[AArch64] Add more precision choices for the reciprocal square root approximation

Evandro Menezes e.menezes@samsung.com
Tue Apr 12 18:16:00 GMT 2016


On 04/04/16 11:13, Evandro Menezes wrote:
> On 04/01/16 18:08, Wilco Dijkstra wrote:
>> Evandro Menezes wrote:
>>> I hope that this gets in the ballpark of what's been discussed 
>>> previously.
>> Yes that's very close to what I had in mind. A minor issue is that 
>> the vector
>> modes cannot work as they start at MAX_MODE_FLOAT (which is > 32):
>>
>> +/* Control approximate alternatives to certain FP operators. */
>> +#define AARCH64_APPROX_MODE(MODE) \
>> +  ((MIN_MODE_FLOAT <= (MODE) && (MODE) <= MAX_MODE_FLOAT) \
>> +   ? (1 << ((MODE) - MIN_MODE_FLOAT)) \
>> +   : (MIN_MODE_VECTOR_FLOAT <= (MODE) && (MODE) <= 
>> MAX_MODE_VECTOR_FLOAT) \
>> +     ? (1 << ((MODE) - MIN_MODE_VECTOR_FLOAT + MAX_MODE_FLOAT + 1)) \
>> +     : (0))

▶ **SUPPLIED INFORMATION**:

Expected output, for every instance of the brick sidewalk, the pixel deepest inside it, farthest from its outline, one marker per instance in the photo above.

▶ **OBJECTIVE A**:
In the reciprocal square root post, why do the vector modes not work in the AARCH64_APPROX_MODE macro as written?
▶ **OBJECTIVE B**:
Do these statements agree with the reciprocal square root post? (i) The message is dated on a Tuesday in April 2016. (ii) The reply calls the proposal far from what was intended. (iii) The macro yields zero for a mode outside both the float and vector float ranges.

▶ **EXERCISE RESPONSE A**:
The vector modes cannot work because they start at MAX_MODE_FLOAT, which is greater than 32.

▶ **EXERCISE RESPONSE B**:
(i) Yes: "Tue Apr 12 18:16:00 GMT 2016".
(ii) No: "Yes that's very close to what I had in mind."
(iii) Yes: ": (0))".